* GIVEN DATA:
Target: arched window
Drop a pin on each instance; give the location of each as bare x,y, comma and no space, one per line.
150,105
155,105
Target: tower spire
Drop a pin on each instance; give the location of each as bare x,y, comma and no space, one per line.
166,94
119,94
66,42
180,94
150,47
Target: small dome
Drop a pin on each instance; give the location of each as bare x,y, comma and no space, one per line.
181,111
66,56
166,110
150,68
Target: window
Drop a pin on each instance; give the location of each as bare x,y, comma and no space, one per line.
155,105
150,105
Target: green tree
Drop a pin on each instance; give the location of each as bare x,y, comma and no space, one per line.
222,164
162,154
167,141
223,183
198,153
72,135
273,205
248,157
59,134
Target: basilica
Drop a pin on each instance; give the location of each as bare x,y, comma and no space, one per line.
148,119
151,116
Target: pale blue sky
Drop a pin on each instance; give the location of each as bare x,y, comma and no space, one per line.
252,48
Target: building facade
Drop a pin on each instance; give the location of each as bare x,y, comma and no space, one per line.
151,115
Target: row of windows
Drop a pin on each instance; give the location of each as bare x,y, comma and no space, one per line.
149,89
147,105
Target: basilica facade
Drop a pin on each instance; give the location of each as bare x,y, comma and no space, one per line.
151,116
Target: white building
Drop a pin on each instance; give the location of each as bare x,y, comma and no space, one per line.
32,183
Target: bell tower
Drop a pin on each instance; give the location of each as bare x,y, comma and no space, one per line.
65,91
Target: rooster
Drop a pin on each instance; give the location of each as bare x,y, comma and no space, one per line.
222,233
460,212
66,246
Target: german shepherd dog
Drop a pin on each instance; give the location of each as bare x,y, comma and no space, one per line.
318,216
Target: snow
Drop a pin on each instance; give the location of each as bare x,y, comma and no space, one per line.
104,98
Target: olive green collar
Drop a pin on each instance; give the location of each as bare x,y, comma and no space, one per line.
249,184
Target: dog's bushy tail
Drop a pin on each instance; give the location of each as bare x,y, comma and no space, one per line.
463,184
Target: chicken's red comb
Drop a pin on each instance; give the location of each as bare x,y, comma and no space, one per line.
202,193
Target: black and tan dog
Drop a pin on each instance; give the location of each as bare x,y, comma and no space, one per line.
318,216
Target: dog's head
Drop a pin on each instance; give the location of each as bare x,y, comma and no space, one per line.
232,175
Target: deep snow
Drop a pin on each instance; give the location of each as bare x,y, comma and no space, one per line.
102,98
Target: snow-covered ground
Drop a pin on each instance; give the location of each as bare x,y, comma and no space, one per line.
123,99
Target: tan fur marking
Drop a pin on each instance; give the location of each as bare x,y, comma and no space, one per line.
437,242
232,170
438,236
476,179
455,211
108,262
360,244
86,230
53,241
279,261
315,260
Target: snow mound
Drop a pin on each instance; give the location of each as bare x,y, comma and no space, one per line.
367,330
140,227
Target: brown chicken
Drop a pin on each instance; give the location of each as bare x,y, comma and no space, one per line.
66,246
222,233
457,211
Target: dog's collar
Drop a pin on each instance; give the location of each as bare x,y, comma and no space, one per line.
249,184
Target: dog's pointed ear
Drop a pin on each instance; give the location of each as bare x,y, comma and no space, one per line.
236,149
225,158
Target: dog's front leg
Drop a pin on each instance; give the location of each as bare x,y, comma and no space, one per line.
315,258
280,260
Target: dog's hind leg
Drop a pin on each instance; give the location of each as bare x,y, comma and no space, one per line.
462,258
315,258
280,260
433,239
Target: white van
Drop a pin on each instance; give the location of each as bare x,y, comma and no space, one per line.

* WHAT THE EXERCISE ASKS: Please show the lines of the material that contain the string "basilica".

* RESULT OF THIS TASK:
Target: basilica
Target: basilica facade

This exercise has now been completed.